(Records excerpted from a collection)

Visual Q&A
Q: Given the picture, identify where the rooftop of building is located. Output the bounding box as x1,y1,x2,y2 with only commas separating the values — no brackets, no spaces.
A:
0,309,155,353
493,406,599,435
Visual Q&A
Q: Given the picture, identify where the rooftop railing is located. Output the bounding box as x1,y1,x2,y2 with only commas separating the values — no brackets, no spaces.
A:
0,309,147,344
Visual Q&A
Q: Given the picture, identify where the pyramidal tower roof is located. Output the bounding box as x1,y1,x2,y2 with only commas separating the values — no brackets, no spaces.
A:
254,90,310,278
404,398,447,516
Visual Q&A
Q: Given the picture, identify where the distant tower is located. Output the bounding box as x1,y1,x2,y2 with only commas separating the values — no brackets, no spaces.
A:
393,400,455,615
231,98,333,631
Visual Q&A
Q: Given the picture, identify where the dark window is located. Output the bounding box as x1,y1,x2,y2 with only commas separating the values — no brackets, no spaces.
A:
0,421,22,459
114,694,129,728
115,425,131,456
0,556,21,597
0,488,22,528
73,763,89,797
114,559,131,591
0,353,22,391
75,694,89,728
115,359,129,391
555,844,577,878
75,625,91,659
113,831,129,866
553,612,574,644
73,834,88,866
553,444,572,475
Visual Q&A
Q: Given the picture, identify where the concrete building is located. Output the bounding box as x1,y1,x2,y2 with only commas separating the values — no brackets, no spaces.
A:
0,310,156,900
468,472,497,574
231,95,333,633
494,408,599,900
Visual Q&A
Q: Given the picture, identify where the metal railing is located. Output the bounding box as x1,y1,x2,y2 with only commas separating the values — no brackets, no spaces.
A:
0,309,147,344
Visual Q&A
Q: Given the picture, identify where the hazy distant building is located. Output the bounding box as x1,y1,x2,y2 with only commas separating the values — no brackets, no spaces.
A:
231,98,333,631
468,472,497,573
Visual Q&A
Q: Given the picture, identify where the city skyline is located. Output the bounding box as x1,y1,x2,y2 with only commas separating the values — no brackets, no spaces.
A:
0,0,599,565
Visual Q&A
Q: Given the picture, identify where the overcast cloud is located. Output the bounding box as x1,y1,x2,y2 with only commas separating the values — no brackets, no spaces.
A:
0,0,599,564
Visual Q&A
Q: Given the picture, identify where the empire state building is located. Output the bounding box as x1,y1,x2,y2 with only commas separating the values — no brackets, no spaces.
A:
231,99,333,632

- [TASK PROMPT]
Extract each line of the listing above that contains the word "distant", and reproduce those lines in their original order.

- [THE SOLUTION]
Q: Given the picture, identify where the distant tower is located. Output the bounding box as x1,y1,x2,y2 with only commas separating the values — no brackets, no spaces.
Q: Given the picture, identify where the hazy distant building is located. Output the bounding box as x1,y1,x2,y2 with only commas separating the values — no brackets, no spaces.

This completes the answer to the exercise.